In the realm of mathematics, particularly in algebra and geometry, the Multiplication and Division Postulates are crucial principles. These postulates pertain to manipulating expressions, equations, and inequalities in order to isolate and solve for variables. Here are the definitions for the Multiplication \& Division Postulates:
Multiplication Postulate
If \( a = b \), then \( a \times c = b \times c \)
If equal quantities are multiplied by the same quantity, the products are equal.
If congruent segments are multiplied by the same quantity, the products are congruent.
If congruent angles are multiplied by the same quantity, the products are congruent.
Division Postulate
If \( a = b \) and \( c \neq 0 \), then \( \frac{a}{c} = \frac{b}{c} \)
If equal quantities are divided by the same non-zero quantity, the quotients are equal.
If congruent segments are divided by the same non-zero quantity, the quotients are congruent.
If congruent angles are divided by the same non-zero quantity, the quotients are congruent.
Algebraic Context
The Multiplication and Division Postulates serve as key tools to solve equations and inequalities in algebra.
Example
Consider the equation \( 2x = 14 \).

* _SHORT EXERCISE 1_: In the text on the multiplication and division postulates, shorten the paragraph beginning "In the realm of mathematics" to a single sentence that keeps its main facts.
* _SHORT EXERCISE 2_: Pick up the text on the multiplication and division postulates after its last sentence and carry it on.
The records have no connection to the text on the multiplication and division postulates.

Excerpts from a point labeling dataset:
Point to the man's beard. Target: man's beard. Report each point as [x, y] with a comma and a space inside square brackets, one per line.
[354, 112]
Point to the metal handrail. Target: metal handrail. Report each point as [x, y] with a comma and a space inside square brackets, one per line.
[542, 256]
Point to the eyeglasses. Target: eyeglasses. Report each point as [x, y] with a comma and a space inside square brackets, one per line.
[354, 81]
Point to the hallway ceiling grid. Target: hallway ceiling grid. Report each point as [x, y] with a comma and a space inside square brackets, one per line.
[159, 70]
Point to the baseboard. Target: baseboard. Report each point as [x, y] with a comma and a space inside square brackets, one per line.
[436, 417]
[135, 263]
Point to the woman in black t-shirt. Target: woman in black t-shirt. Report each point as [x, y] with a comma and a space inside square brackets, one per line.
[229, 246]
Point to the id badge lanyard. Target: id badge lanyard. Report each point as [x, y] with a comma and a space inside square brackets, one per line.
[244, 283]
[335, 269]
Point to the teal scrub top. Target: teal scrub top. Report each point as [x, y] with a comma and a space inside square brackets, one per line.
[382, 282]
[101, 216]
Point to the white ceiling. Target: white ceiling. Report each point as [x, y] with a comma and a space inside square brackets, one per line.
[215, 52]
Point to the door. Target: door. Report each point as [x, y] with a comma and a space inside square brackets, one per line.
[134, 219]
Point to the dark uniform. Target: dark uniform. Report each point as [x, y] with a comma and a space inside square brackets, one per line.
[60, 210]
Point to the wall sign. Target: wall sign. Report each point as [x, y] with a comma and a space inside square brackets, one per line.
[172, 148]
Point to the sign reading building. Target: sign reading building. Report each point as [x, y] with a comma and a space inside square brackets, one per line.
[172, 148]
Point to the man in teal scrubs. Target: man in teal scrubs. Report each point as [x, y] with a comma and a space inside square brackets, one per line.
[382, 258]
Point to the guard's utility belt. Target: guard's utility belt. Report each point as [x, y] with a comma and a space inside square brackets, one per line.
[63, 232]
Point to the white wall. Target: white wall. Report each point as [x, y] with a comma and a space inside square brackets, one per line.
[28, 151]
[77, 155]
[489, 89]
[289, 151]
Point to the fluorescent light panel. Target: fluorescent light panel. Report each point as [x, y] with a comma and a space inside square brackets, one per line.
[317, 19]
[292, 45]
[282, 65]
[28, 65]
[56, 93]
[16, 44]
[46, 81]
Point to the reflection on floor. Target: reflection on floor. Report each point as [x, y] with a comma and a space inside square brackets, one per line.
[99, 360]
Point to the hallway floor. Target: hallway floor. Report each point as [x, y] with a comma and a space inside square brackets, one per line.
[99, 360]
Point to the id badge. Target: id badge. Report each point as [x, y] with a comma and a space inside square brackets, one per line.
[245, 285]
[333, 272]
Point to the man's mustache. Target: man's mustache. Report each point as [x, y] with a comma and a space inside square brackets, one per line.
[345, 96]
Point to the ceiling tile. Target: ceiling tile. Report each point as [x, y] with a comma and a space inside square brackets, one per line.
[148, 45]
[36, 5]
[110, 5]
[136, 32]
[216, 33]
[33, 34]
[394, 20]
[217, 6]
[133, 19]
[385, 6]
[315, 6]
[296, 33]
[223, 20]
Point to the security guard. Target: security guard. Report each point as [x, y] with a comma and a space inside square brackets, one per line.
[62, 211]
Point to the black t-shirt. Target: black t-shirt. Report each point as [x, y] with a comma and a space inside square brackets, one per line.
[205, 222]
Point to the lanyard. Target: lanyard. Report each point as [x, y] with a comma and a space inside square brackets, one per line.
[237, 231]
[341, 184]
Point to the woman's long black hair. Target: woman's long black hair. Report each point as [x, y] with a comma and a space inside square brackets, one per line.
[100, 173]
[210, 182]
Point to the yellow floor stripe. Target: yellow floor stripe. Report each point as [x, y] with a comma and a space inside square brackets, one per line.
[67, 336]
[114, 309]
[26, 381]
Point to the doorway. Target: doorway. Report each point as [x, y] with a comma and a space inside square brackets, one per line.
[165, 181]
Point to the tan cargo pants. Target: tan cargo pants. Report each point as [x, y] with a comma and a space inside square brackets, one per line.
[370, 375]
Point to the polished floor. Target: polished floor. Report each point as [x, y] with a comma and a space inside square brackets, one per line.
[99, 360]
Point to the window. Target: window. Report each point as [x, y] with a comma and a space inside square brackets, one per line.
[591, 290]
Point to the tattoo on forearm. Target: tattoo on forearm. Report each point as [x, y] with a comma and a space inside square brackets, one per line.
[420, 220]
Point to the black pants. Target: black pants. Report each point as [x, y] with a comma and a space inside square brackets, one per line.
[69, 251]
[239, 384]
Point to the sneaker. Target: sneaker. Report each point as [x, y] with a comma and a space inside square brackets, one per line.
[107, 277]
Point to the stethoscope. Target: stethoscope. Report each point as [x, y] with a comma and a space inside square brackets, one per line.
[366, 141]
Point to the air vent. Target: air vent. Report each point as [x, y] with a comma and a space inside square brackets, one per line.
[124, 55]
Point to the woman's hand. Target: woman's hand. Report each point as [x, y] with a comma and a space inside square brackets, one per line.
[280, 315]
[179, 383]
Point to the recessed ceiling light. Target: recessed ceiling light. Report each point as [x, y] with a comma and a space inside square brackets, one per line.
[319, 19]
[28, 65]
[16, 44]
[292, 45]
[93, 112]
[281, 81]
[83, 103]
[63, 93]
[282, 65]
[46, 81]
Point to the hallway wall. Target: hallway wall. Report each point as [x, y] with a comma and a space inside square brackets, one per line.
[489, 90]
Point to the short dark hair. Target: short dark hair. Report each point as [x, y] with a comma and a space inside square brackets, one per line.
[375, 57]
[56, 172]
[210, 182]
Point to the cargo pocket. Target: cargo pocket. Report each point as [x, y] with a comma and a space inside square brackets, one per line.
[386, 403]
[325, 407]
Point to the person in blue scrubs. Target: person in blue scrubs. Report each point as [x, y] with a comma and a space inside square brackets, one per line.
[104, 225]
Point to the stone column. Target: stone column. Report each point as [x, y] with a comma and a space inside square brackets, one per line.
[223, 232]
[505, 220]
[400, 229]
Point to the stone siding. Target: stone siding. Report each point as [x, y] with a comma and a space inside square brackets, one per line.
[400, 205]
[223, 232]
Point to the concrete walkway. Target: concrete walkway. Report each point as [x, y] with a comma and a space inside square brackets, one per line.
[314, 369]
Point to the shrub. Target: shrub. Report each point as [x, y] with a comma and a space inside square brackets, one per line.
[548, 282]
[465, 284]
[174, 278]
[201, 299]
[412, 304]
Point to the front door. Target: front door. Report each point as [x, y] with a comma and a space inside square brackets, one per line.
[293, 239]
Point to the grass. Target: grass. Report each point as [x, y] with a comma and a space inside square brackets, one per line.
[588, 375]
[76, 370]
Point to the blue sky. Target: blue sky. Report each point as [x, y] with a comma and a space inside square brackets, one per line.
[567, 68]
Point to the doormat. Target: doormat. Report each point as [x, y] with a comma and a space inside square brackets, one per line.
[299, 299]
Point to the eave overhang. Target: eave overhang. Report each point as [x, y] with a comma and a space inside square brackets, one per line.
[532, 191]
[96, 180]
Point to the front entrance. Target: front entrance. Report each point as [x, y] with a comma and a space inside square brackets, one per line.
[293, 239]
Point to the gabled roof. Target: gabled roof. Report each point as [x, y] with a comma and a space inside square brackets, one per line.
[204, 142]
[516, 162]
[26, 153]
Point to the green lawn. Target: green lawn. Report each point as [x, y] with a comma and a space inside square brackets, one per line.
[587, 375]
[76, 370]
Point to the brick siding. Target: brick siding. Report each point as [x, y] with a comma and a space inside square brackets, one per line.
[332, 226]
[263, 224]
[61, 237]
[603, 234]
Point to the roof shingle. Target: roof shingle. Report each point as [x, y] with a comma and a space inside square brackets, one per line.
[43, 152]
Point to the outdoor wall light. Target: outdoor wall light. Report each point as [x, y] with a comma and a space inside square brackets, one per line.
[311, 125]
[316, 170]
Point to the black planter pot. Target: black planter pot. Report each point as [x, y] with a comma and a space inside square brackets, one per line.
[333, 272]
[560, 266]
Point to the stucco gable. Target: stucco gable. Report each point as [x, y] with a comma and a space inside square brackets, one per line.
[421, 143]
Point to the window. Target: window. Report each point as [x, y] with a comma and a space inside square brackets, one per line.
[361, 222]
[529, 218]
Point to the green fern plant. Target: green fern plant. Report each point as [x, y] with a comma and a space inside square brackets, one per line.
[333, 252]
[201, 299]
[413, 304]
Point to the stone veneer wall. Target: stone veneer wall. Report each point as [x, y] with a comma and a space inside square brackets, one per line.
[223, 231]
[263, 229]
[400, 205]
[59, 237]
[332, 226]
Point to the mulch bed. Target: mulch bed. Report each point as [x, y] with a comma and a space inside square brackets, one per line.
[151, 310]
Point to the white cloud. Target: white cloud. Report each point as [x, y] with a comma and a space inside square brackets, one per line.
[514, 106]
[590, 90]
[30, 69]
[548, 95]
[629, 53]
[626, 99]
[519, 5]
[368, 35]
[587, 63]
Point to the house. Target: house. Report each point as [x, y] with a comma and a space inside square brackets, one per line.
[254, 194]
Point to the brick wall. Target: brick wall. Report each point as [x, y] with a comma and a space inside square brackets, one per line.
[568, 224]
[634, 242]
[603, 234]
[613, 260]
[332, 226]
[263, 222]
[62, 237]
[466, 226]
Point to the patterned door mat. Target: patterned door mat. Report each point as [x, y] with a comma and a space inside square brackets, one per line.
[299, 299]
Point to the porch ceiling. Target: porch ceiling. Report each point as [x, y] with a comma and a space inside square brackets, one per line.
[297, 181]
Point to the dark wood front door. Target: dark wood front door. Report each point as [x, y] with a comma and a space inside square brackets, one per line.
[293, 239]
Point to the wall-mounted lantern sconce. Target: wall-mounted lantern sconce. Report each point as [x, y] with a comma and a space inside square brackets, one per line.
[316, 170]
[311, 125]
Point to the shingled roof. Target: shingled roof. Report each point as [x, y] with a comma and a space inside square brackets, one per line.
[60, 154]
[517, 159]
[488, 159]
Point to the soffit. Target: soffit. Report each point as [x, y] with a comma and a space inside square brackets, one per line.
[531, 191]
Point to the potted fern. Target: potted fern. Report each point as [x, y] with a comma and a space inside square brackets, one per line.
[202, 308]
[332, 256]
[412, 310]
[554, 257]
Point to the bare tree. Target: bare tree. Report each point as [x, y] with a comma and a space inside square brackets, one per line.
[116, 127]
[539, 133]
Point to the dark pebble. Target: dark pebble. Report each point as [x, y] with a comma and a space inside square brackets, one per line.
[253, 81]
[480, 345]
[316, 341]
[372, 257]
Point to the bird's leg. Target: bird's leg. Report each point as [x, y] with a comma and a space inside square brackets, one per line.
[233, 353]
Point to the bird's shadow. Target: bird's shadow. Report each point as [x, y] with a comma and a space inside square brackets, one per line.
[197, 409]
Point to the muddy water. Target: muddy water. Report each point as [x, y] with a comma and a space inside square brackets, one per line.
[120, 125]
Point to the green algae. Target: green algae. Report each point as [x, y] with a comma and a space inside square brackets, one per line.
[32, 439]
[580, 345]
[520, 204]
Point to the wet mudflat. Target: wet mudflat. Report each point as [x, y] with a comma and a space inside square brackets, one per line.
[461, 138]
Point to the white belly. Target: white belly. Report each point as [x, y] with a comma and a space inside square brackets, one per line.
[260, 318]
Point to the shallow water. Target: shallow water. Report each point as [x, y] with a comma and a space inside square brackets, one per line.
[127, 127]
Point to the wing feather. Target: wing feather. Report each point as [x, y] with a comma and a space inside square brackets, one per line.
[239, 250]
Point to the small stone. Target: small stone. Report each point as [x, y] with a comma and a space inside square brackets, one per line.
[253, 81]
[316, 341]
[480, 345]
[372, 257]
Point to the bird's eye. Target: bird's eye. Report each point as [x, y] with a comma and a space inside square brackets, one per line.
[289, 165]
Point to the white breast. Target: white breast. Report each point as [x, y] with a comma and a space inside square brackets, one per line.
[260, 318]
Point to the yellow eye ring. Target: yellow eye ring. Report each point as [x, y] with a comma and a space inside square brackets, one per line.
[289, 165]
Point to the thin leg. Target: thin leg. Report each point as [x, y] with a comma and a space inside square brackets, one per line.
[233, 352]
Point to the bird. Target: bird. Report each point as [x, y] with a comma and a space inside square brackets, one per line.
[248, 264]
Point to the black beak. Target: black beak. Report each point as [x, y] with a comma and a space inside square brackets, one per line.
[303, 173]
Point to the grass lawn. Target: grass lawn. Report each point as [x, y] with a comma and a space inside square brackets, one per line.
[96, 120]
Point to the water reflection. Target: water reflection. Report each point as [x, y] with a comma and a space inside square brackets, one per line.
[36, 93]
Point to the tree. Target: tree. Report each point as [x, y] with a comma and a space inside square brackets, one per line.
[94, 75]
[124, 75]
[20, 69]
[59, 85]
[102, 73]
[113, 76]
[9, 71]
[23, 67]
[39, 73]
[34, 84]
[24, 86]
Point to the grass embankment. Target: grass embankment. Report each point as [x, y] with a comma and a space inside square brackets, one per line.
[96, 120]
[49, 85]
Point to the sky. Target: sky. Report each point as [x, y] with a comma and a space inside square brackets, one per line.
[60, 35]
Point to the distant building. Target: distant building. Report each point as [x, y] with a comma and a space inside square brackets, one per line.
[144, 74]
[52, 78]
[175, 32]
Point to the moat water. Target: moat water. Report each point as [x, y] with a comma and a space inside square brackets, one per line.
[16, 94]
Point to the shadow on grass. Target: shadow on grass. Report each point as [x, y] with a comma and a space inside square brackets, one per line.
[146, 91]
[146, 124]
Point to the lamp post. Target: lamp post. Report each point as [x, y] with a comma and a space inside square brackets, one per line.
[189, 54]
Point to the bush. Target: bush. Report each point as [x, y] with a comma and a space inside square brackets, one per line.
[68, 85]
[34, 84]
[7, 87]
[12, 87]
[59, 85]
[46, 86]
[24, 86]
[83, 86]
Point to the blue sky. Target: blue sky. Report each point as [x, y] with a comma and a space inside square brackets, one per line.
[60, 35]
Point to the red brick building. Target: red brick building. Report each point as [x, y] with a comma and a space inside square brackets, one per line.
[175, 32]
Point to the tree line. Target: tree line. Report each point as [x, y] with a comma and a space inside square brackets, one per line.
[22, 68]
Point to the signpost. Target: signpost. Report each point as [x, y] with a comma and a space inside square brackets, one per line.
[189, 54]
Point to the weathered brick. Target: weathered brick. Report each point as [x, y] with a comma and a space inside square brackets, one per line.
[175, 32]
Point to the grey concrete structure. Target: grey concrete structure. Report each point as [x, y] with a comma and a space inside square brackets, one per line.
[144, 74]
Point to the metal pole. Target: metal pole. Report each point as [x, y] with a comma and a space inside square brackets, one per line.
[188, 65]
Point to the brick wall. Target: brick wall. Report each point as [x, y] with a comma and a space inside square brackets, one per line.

* _FINAL ANSWER 1_: The Multiplication and Division Postulates are key principles in algebra and geometry for manipulating expressions, equations, and inequalities to isolate and solve for variables.

* _FINAL ANSWER 2_:
To find the value of \( x \), utilize the Division Postulate to divide both sides of the equation by 2:
\[ x = 7 \]
Angles Context
In geometry, especially when dealing with angles, the Multiplication and Division Postulates enable us to determine the measure of unknown angles given the measures of others.
Example
If \( m\angle ABC = \frac{1}{3} \times m\angle DEF \) and \( m\angle DEF = 90^\circ \), determine the measure of \( m\angle ABC \).
Applying the Multiplication Postulate:
\[ m\angle ABC = \frac{1}{3} \times 90^\circ \]
\[ m\angle ABC = 30^\circ \]
Segments Context
In the scenario of segment measures in geometry, the Multiplication and Division Postulates are instrumental in finding unknown segment lengths given the lengths of other segments.
Example
Given that segment \( AB = \frac{1}{2} \times CD \) and \( CD = 10 \) cm, find the length of segment \( AB \).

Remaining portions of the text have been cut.